#### EXCERPTED DATA:
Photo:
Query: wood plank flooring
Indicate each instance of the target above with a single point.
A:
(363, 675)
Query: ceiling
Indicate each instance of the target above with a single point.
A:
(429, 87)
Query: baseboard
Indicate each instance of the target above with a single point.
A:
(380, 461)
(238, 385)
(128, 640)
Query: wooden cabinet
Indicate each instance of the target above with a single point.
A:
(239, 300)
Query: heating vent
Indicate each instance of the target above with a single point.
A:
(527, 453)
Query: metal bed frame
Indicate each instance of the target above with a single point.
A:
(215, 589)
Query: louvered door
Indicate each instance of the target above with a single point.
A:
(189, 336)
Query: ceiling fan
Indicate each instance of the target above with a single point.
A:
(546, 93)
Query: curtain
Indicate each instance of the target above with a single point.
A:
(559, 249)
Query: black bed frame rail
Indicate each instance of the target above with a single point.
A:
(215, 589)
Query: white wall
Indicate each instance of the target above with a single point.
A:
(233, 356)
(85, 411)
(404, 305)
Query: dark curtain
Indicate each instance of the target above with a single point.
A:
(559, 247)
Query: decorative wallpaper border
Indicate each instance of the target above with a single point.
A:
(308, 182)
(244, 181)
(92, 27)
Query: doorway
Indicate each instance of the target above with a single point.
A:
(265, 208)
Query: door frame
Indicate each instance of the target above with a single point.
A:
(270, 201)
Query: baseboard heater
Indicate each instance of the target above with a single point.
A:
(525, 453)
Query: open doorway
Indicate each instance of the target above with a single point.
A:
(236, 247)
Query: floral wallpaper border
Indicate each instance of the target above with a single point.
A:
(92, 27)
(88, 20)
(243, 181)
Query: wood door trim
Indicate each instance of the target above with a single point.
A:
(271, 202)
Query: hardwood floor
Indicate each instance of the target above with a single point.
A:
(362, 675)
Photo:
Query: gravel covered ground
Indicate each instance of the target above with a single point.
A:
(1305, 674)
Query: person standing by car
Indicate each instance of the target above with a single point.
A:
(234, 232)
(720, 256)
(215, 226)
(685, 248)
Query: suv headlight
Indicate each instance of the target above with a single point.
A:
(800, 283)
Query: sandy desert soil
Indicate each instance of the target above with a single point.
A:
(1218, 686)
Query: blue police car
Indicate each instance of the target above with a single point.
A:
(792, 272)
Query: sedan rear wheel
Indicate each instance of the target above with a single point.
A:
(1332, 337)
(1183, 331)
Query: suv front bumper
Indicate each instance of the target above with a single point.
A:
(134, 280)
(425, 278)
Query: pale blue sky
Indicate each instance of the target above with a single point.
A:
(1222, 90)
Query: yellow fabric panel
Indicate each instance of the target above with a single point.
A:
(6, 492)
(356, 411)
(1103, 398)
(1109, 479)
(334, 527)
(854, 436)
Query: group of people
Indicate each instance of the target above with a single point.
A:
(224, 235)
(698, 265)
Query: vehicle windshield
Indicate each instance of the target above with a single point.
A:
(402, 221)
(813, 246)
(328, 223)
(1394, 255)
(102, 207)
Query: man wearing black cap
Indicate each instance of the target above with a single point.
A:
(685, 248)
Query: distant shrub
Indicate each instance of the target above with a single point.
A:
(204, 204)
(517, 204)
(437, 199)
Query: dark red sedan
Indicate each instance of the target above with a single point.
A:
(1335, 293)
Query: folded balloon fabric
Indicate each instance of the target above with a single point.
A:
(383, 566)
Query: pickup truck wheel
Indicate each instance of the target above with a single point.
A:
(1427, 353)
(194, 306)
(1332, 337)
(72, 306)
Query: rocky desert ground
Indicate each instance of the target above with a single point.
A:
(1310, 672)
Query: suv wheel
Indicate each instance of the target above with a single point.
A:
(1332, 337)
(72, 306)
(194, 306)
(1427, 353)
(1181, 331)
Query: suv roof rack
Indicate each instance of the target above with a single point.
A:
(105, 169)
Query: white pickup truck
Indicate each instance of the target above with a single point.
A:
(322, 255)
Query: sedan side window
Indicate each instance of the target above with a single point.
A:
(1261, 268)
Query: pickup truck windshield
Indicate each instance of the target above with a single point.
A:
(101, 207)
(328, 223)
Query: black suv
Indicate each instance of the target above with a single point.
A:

#### YOUR ASSIGNMENT:
Copy every line above in which the string "wallpaper" shows up.

#### TASK RESPONSE:
Query: decorative wallpaper border
Query: floral wallpaper border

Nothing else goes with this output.